TASK DETAILS → Reproduce all of the records exactly.
------
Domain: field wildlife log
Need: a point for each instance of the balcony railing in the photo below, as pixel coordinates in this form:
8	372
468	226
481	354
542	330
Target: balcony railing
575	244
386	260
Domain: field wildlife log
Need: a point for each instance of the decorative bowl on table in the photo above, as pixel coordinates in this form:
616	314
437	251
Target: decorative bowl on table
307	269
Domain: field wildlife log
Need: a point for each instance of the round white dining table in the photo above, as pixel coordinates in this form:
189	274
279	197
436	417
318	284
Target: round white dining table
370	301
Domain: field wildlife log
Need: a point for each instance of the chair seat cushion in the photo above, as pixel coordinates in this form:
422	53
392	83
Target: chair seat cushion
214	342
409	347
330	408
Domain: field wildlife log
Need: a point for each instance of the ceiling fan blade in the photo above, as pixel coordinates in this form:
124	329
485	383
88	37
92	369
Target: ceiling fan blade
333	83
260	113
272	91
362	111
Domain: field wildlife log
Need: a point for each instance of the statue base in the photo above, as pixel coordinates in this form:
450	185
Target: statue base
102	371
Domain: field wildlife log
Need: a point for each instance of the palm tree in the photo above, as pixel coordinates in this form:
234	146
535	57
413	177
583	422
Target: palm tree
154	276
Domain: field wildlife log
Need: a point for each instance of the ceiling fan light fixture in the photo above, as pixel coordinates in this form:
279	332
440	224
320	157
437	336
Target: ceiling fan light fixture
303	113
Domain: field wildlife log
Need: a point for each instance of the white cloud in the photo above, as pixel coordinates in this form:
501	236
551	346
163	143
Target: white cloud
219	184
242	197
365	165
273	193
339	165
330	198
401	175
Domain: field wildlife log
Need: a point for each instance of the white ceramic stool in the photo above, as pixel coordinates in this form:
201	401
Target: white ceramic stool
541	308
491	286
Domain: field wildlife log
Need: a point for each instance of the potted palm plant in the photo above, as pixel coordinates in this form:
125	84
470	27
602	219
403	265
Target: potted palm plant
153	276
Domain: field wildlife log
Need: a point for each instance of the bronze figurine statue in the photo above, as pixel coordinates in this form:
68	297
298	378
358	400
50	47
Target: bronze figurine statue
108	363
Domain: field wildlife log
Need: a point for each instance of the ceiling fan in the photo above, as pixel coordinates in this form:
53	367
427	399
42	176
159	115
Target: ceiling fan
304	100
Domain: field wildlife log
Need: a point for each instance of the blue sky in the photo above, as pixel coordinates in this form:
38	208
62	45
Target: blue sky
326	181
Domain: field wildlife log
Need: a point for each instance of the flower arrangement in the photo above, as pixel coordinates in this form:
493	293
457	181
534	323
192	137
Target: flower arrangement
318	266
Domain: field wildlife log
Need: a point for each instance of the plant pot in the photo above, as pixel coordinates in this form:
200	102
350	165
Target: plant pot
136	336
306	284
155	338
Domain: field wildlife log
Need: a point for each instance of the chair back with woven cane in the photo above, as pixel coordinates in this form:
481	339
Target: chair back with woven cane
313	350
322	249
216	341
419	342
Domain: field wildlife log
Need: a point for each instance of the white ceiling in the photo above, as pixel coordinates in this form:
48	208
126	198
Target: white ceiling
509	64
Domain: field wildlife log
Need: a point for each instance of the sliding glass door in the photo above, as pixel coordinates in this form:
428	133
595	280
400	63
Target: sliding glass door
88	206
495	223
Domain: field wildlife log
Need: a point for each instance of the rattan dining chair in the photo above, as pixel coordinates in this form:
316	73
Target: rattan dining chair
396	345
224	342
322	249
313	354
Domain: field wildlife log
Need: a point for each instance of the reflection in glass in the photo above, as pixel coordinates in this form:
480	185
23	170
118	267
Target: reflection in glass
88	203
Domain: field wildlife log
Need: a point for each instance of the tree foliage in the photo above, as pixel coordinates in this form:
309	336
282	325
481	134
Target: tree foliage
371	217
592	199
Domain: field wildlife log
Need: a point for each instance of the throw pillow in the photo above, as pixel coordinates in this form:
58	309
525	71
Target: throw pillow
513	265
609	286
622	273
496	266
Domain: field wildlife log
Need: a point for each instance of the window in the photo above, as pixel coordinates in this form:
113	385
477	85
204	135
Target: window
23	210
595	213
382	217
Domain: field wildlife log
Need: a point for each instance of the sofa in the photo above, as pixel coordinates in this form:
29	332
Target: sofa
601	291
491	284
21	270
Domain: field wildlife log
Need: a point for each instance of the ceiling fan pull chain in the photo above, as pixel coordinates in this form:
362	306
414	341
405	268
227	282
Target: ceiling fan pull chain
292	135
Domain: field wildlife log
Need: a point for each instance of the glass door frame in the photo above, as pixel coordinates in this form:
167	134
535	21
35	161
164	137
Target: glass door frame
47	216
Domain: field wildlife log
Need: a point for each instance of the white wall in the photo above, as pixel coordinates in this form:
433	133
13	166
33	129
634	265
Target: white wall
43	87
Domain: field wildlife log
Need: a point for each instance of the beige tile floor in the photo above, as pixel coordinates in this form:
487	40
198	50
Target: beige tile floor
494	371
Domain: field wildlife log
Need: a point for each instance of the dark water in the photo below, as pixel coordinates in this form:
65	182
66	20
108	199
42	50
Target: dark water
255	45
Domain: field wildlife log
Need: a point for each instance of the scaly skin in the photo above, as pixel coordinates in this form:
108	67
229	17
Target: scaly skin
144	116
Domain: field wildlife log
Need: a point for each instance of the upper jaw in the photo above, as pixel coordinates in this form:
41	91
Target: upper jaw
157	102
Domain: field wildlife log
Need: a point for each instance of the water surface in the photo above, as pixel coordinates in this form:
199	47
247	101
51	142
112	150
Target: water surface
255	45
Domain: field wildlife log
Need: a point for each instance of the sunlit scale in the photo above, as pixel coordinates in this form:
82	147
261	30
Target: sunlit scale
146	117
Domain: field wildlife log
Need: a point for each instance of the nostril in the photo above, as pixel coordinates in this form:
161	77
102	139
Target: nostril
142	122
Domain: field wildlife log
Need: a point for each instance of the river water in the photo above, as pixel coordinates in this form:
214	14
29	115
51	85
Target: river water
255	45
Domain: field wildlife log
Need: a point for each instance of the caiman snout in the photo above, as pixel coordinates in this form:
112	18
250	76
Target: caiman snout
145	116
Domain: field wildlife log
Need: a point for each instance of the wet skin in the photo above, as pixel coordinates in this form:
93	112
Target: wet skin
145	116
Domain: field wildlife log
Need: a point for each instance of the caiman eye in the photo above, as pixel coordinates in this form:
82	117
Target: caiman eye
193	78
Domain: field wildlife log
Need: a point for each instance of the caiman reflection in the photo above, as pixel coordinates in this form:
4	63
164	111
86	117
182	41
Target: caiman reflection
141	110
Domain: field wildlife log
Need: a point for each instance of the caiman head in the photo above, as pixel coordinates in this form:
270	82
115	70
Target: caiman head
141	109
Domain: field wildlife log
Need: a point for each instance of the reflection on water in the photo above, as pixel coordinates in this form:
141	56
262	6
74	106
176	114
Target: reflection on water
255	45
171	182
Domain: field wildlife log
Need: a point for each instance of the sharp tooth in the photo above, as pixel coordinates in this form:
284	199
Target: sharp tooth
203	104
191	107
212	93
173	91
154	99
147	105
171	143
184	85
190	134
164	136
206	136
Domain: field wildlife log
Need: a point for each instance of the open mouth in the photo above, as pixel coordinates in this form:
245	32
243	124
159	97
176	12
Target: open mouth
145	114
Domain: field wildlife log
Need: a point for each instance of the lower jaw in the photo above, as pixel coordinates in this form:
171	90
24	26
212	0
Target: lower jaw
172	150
------
TASK RESULT →
Domain: field wildlife log
Need: a point for each instance of the balcony railing in the photo below, as pixel coordinates in this form:
8	372
468	226
481	354
542	330
Target: balcony railing
575	244
386	260
Domain: field wildlife log
Need: a point for each instance of the decorative bowl on table in the photo above, as pixel coordinates in this form:
616	314
437	251
Target: decorative bowl on table
307	269
Domain: field wildlife log
Need: a point for each instance of the round white dining table in the photo above, as pixel coordinates in this form:
189	274
279	197
436	417
318	284
Target: round white dining table
370	301
Domain: field wildlife log
Need: a point for each instance of the chair seat cushion in the photo above, as pixel coordinates in this form:
422	53
392	83
Target: chair seat cushion
214	342
409	347
330	408
Domain: field wildlife log
Need: a point for each instance of the ceiling fan blade in the photo above, as pixel coordinates in this form:
124	329
485	383
88	37
92	369
Target: ceiling fan blade
333	83
260	113
272	91
362	111
Domain: field wildlife log
Need: a point for each instance of the statue base in the photo above, as pixel coordinates in this form:
450	185
Target: statue base
102	371
Domain: field wildlife log
Need: a point for each instance of the palm tree in the photo above, as pixel coordinates in this form:
234	146
535	57
413	177
583	422
Target: palm tree
154	276
Domain: field wildlife log
Need: a point for each instance of the ceiling fan light fixture in the photo above, as pixel coordinates in this form:
279	332
440	224
320	157
437	336
Target: ceiling fan light fixture
303	113
Domain: field wildlife log
Need: a point for each instance of the white cloud in the photo above, as pixel coordinates in this form:
501	236
551	346
163	143
Target: white cloud
219	184
242	197
365	165
273	193
339	165
330	198
401	175
Domain: field wildlife log
Need: a point for each instance of the white ceramic stool in the photo above, as pixel coordinates in this form:
201	401
Target: white ceramic stool
541	308
491	286
Domain: field wildlife log
Need: a point for each instance of the potted palm plant in the photo above, as pixel coordinates in this form:
125	84
470	27
602	219
403	265
Target: potted palm plant
153	276
Domain: field wildlife log
Need: a point for each instance of the bronze figurine statue in the photo above, as pixel coordinates in this form:
68	297
298	378
358	400
50	47
Target: bronze figurine statue
108	363
Domain: field wildlife log
Need: a point for each instance of the ceiling fan in the photo above, as pixel coordinates in this form:
53	367
427	399
42	176
159	115
Target: ceiling fan
304	100
Domain: field wildlife log
Need: a point for each instance of the blue sky in the photo above, as pixel coordinates in this form:
38	208
62	45
Target: blue sky
326	181
Domain: field wildlife log
Need: a point for each instance of the flower arrangement in the photo above, as pixel coordinates in this form:
493	293
457	181
534	323
192	137
Target: flower arrangement
318	266
Domain: field wildlife log
Need: a point for each instance of the plant pot in the photo above, as pixel coordinates in this form:
200	102
350	165
Target: plant pot
136	336
306	284
155	338
Domain: field wildlife log
Need: a point for each instance of the chair back with woven cane in the photo above, as pixel coordinates in this form:
481	339
Target: chair back with woven cane
313	350
322	249
216	341
419	342
Domain: field wildlife log
Need: a point for each instance of the white ceiling in the photo above, as pixel coordinates in this form:
48	208
126	198
Target: white ceiling
509	64
Domain: field wildlife log
Need: a point for each instance of the sliding glass door in the photo above, as pixel coordinates in this form:
428	133
595	280
400	63
Target: sliding glass door
88	206
495	223
Domain: field wildlife log
Need: a point for each instance of the rattan dining chair in the photo above, as pixel coordinates in this form:
316	73
Target: rattan dining chair
396	345
224	342
322	249
313	354
Domain: field wildlife log
Need: a point for each instance of the reflection in glass in the photo above, as pixel coordinates in this form:
480	185
23	170
118	267
Target: reflection in glass
88	203
Domain: field wildlife log
Need: a point for each instance of the tree foliage in the photo above, as pixel coordinates in this form:
309	336
282	325
481	134
Target: tree foliage
371	217
592	199
Domain: field wildlife log
Need: a point for each instance of the throw pillow in the photo above, as pixel coordinates in this form:
58	309
525	71
Target: throw pillow
513	265
609	286
622	273
496	266
Domain: field wildlife log
Need: a point for each instance of the window in the photo above, as pixel coordinates in this form:
113	385
477	85
204	135
Target: window
23	210
595	213
382	217
Domain: field wildlife log
Need: a point for each instance of the sofa in the photo above, as pixel coordinates in this form:
29	332
Target: sofa
601	291
491	284
21	270
Domain: field wildlife log
Need: a point for each instance of the ceiling fan pull chain in the photo above, as pixel coordinates in this form:
362	306
414	341
405	268
227	282
Target: ceiling fan pull chain
292	135
Domain: field wildlife log
Need: a point for each instance of the glass door frame in the photo above, as pixel coordinates in this form:
167	134
535	21
35	161
164	137
Target: glass door frame
47	216
Domain: field wildlife log
Need: a point for each instance of the white wall in the photo above, as pixel coordinates in this form:
433	133
13	166
33	129
634	265
Target: white wall
43	87
Domain: field wildlife log
Need: a point for each instance of the beige tile floor in the photo above, as pixel coordinates in this form:
487	40
198	50
Target: beige tile floor
494	371
Domain: field wildlife log
Need: a point for each instance of the dark water in the photo below, as pixel coordinates in this form:
65	182
66	20
108	199
42	50
Target: dark water
255	45
Domain: field wildlife log
Need: a point for each instance of the scaly skin in the photo above, as pixel coordinates in this form:
108	67
229	17
Target: scaly skin
144	116
Domain: field wildlife log
Need: a point for each instance of the upper jaw in the photo above, as pixel coordinates in this form:
41	91
Target: upper jaw
157	102
Domain: field wildlife log
Need: a point for each instance of the water surface in the photo above, as pixel coordinates in this form:
199	47
247	101
51	142
112	150
Target: water surface
255	45
Domain: field wildlife log
Need: a point for each instance of the sunlit scale in the photo above, as pixel coordinates in this form:
82	147
261	30
Target: sunlit scale
146	117
Domain: field wildlife log
Need: a point for each instance of the nostril in the photo above, as pixel coordinates in this form:
161	77
102	139
Target: nostril
142	122
Domain: field wildlife log
Need: a point for each instance of the river water in the photo above, as pixel coordinates in this form:
214	14
29	115
51	85
Target: river water
255	45
Domain: field wildlife log
Need: a point for each instance of the caiman snout in the photo above, as pixel coordinates in this form:
112	18
250	76
Target: caiman snout
145	116
Domain: field wildlife log
Need: a point for each instance of the wet skin in the photo above, as pixel coordinates in this form:
93	112
Target: wet skin
145	116
Domain: field wildlife log
Need: a point for each instance of the caiman eye in the photo above, as pixel coordinates in this form:
82	117
Target: caiman eye
193	78
Domain: field wildlife log
Need: a point for each instance of the caiman reflection in the photo above, as pixel coordinates in this form:
4	63
164	111
86	117
182	41
Target: caiman reflection
141	110
Domain: field wildlife log
Need: a point for each instance of the caiman head in the photo above, as pixel coordinates in this form:
270	82
115	70
Target: caiman head
141	109
Domain: field wildlife log
Need: a point for each instance of the reflection on water in the photo above, as pixel coordinates in this form:
141	56
262	6
74	106
176	114
Target: reflection on water
255	45
171	182
Domain: field wildlife log
Need: a point for each instance of the sharp tooth in the photo above, as pixel coordinates in this form:
284	199
Target: sharp tooth
203	104
191	107
212	93
173	91
154	99
147	105
171	143
184	85
190	134
164	136
206	136
Domain: field wildlife log
Need: a point for each instance of the open mouth in the photo above, as pixel coordinates in this form:
245	32
243	124
159	97
176	12
Target: open mouth
145	114
Domain: field wildlife log
Need: a point for each instance of the lower jaw in the photo above, as pixel coordinates in this form:
171	90
24	26
212	0
Target: lower jaw
172	150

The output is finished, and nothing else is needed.